Extract the lines of the data below with no changes, from the line that contains "Objective — one point on each instance of the chrome drawer" up to and including the final line of the data.

[Image location labeling data]
----------

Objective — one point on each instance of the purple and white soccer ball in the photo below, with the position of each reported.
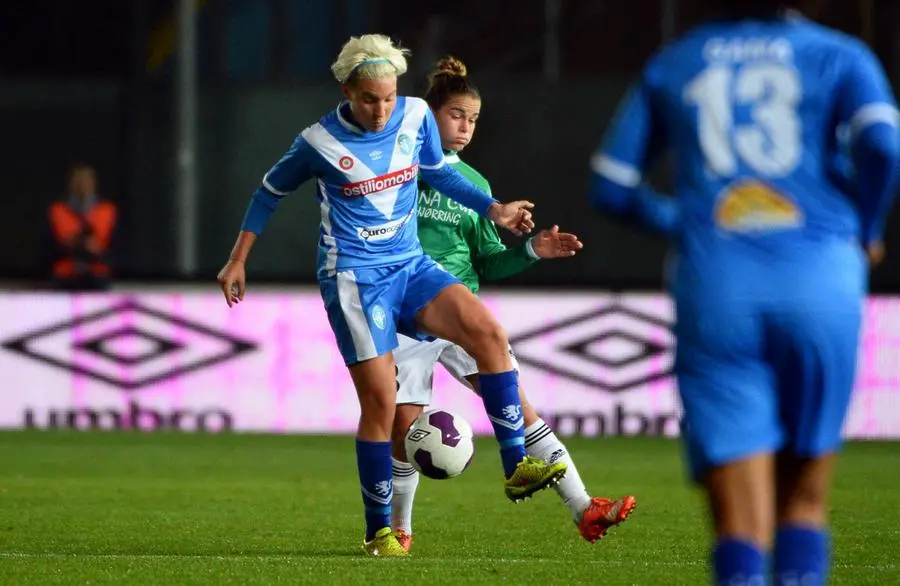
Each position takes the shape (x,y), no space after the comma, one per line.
(439,444)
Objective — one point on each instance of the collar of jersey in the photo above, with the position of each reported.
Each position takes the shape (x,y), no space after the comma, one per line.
(351,126)
(346,123)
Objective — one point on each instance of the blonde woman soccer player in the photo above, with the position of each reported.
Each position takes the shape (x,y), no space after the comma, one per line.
(470,248)
(375,280)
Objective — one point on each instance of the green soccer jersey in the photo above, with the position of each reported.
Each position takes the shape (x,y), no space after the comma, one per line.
(463,242)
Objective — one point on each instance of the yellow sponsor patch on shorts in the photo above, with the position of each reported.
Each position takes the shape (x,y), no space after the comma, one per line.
(749,205)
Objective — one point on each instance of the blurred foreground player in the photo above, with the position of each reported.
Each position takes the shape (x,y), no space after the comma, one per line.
(374,278)
(770,273)
(470,248)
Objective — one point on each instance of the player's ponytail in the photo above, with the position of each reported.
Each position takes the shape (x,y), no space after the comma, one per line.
(449,78)
(369,57)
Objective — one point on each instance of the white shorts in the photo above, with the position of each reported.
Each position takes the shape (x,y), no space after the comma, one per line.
(415,367)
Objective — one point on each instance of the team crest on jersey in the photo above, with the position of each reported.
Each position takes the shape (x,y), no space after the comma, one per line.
(750,205)
(378,317)
(404,143)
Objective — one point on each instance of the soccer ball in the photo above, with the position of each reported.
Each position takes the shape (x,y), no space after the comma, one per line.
(439,444)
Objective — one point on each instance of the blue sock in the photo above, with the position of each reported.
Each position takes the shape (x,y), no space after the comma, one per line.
(738,563)
(374,462)
(801,556)
(500,393)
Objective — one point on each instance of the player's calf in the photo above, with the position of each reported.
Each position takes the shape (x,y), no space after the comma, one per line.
(405,476)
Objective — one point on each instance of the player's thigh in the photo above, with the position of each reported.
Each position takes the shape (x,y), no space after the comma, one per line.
(463,367)
(814,354)
(727,389)
(363,308)
(375,386)
(415,361)
(426,282)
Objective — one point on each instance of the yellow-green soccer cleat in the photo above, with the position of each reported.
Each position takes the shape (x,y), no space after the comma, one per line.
(385,545)
(532,475)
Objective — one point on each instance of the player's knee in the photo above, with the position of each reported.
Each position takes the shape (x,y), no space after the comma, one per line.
(804,504)
(377,406)
(486,338)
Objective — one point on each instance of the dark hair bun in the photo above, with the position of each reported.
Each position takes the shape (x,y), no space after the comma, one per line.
(450,66)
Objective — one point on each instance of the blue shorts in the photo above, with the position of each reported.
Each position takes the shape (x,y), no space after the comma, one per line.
(767,362)
(367,307)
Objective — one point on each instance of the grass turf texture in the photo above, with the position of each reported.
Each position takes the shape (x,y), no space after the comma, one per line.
(114,508)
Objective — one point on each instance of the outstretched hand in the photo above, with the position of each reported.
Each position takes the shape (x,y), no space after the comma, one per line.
(233,281)
(555,244)
(515,216)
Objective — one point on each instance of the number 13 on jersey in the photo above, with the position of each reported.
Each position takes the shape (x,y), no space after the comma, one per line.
(770,143)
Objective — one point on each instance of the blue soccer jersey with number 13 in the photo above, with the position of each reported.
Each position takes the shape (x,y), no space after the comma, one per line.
(769,275)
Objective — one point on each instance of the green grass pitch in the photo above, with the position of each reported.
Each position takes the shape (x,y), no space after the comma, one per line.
(128,508)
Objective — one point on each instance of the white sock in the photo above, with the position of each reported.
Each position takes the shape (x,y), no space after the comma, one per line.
(541,442)
(406,480)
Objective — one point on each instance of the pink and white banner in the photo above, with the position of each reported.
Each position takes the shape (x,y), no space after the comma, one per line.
(591,363)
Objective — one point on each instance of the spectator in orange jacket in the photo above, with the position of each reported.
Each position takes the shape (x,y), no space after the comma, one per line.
(82,227)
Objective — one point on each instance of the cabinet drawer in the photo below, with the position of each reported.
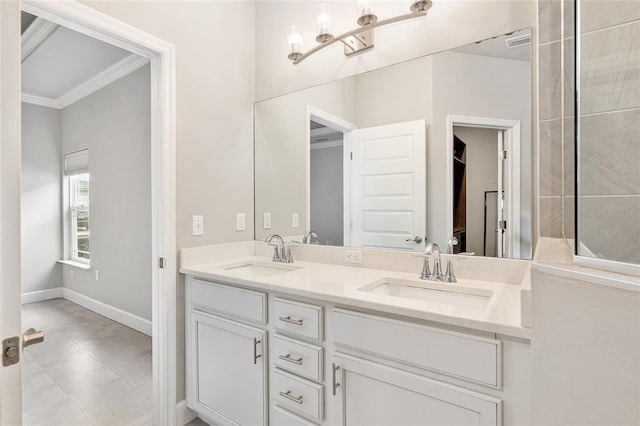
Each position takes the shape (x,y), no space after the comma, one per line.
(228,300)
(298,357)
(299,395)
(282,417)
(456,354)
(300,319)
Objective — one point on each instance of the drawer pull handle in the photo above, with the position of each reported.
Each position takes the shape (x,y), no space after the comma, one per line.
(290,321)
(288,358)
(335,384)
(255,351)
(287,394)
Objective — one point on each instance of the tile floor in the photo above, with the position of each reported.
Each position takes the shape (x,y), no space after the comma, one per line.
(89,370)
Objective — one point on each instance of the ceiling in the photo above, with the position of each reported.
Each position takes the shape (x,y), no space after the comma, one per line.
(59,62)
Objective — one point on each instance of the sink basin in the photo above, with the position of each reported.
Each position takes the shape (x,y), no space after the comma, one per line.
(262,268)
(448,294)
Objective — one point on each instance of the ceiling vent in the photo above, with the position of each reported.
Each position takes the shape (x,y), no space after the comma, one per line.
(519,41)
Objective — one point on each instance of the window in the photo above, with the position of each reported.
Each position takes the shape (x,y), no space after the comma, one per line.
(79,213)
(76,170)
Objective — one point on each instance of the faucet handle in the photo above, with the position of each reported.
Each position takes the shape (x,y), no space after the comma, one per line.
(426,273)
(449,276)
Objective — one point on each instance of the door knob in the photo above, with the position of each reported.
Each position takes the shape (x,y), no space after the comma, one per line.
(31,337)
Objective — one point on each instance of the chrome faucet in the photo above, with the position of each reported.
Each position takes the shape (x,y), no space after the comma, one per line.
(309,237)
(280,252)
(432,249)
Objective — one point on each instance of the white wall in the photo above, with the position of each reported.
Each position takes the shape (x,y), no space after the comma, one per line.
(41,197)
(467,85)
(115,124)
(586,352)
(448,24)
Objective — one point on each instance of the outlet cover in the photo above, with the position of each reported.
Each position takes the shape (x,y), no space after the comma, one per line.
(198,226)
(240,222)
(354,256)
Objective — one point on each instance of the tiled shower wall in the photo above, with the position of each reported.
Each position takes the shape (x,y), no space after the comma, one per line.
(556,117)
(609,216)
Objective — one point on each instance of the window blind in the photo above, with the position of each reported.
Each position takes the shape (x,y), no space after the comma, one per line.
(76,162)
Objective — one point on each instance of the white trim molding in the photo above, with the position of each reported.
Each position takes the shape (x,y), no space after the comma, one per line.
(184,414)
(36,34)
(115,72)
(39,100)
(91,22)
(41,295)
(130,320)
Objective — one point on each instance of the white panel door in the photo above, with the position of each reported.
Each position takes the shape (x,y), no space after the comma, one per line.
(10,314)
(388,186)
(371,394)
(230,383)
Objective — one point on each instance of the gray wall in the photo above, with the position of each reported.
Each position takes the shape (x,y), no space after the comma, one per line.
(115,124)
(41,197)
(327,195)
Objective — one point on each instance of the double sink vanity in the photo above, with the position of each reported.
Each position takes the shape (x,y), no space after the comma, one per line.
(319,341)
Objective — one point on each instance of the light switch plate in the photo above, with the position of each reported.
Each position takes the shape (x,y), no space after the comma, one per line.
(354,256)
(198,226)
(266,220)
(240,222)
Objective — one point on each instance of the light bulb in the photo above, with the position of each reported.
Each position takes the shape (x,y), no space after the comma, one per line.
(365,11)
(323,22)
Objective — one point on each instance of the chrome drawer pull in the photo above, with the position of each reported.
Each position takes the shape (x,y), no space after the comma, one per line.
(255,351)
(288,358)
(287,395)
(291,321)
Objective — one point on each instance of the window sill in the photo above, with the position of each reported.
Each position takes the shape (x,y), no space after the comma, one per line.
(75,264)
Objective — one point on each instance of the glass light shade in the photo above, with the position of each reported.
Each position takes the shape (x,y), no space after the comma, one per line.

----------

_ANSWER IN FULL_
Objective — one point on each instance of the chrome drawer pull in the photo above, with the position of each reported.
Each position takes the shape (x,y), no space after the comma, one per line.
(255,351)
(288,358)
(287,395)
(291,321)
Objective — one point on each instance of the window sill in the photo above, with the position of each reported.
Each position takes the shape (x,y), no space after the comma, one per line.
(75,264)
Objective — one point on each instance of the glass light shade in the photo above, with the position of each reported.
Each position takes the shape (x,y), no space after the comma, one per line.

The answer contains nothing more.